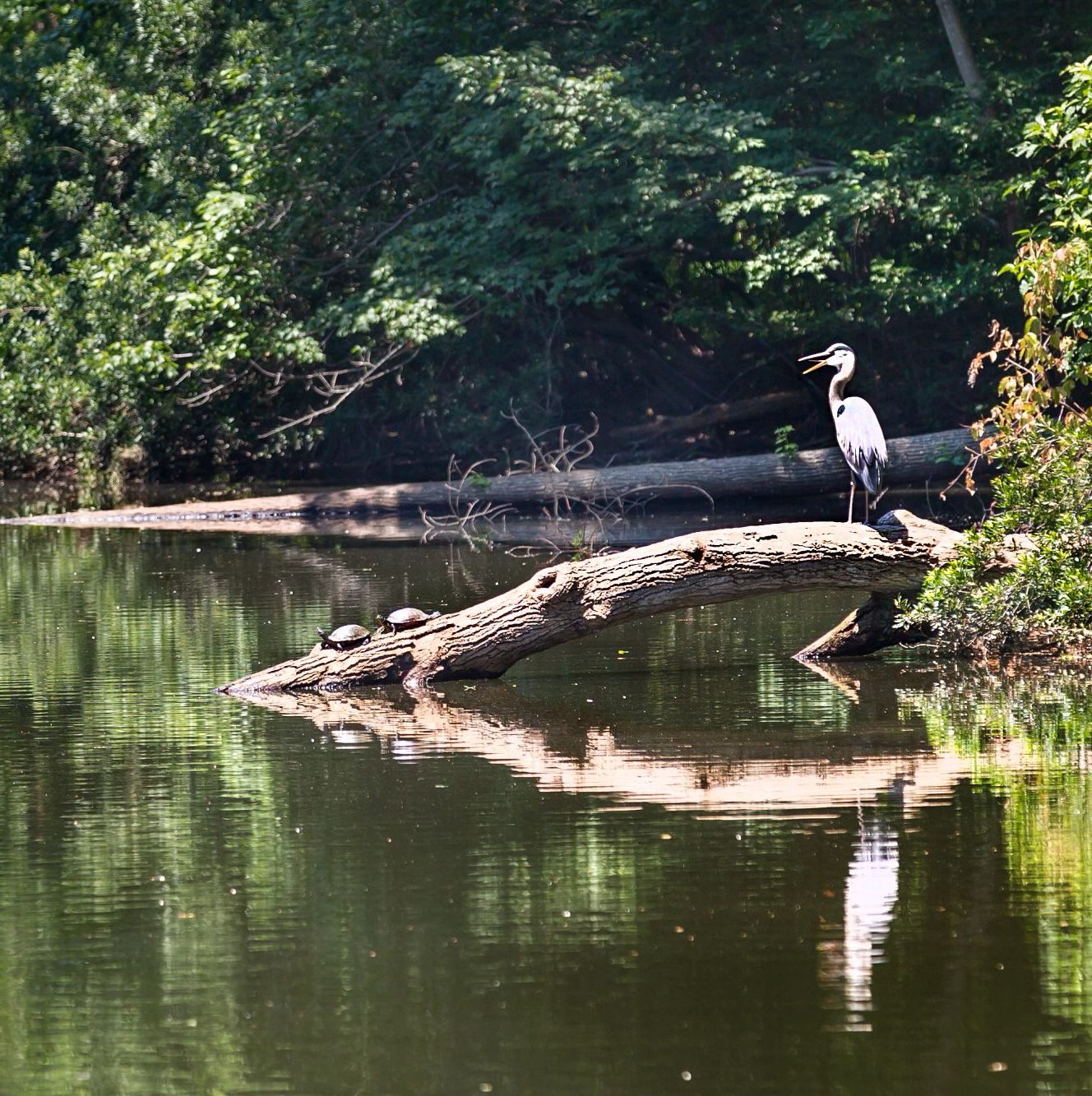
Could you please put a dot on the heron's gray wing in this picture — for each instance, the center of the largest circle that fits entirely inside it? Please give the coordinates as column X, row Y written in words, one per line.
column 861, row 441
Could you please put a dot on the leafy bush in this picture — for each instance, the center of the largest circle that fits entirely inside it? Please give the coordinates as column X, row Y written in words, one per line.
column 1042, row 437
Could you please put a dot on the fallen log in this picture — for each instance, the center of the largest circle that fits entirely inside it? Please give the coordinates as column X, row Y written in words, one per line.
column 571, row 599
column 808, row 473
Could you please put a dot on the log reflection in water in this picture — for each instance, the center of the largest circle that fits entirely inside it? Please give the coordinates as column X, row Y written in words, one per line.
column 564, row 752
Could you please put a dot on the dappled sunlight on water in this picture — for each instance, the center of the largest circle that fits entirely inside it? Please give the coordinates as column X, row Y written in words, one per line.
column 664, row 858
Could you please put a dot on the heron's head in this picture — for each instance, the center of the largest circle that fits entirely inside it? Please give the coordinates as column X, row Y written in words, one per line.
column 837, row 354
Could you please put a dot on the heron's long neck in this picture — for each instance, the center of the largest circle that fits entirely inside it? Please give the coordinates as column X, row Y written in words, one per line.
column 839, row 382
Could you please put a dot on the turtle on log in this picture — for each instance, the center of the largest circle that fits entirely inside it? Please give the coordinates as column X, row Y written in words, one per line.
column 345, row 638
column 403, row 619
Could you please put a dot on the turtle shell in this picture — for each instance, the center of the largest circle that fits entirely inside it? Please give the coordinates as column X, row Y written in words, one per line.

What is being asked: If an entry holds a picture, skip the picture and print the rest of the data exactly.

Written solution:
Could you please put a dot on the heron's gray wing in this picture — for each instance, the center of the largest circle that fits entirely inside it? Please give the coordinates as column X, row Y written in words, one per line.
column 861, row 441
Could you please put a dot on the leafy bush in this picture — for each instance, the center of the largest circle that fits entirely inside it? Please give the coordinates as column X, row Y written in words, one per line.
column 1042, row 437
Could you please put a dot on the fallen log in this picture — for each instance, the center of the largest circle that fits entirely inside it? Please give the coordinates as column X, row Y written in words, one per line.
column 571, row 599
column 808, row 473
Could you please put a dot on the log reflection in water in this picture — for each instance, the center of the largest circle that fits entirely inside it? Please give the coordinates as column X, row Y written in words, one per line.
column 564, row 752
Could you please put a dot on the dappled sunlight on water in this picture — for each instance, the center of the largest circle that fits entirely inside it? Please give the coordinates as column X, row Y written in words, one per line.
column 664, row 858
Could you please put a dot on the heron's head in this picture — for each instance, the center of the largest circle that fits entirely inside it? Please give the coordinates as column X, row Y written in words, one per line.
column 837, row 354
Could you please put a dot on the heron's long neck in this picture — for each instance, the center of the largest circle that fits entirely inside it? Please give the coordinates as column X, row Y written in words, one per line.
column 839, row 382
Could you please put a dot on the turtle on log in this picture — for each instance, the center of the largest circle that fits entirely inside it? Please give the coordinates as column X, row Y written in words, one per line.
column 345, row 638
column 403, row 619
Could you please put a dot on the turtle shell in this picture — for each instance, the center of the largest circle that fits entirely inside it? Please give the coordinates as column X, row Y written in words, one per line.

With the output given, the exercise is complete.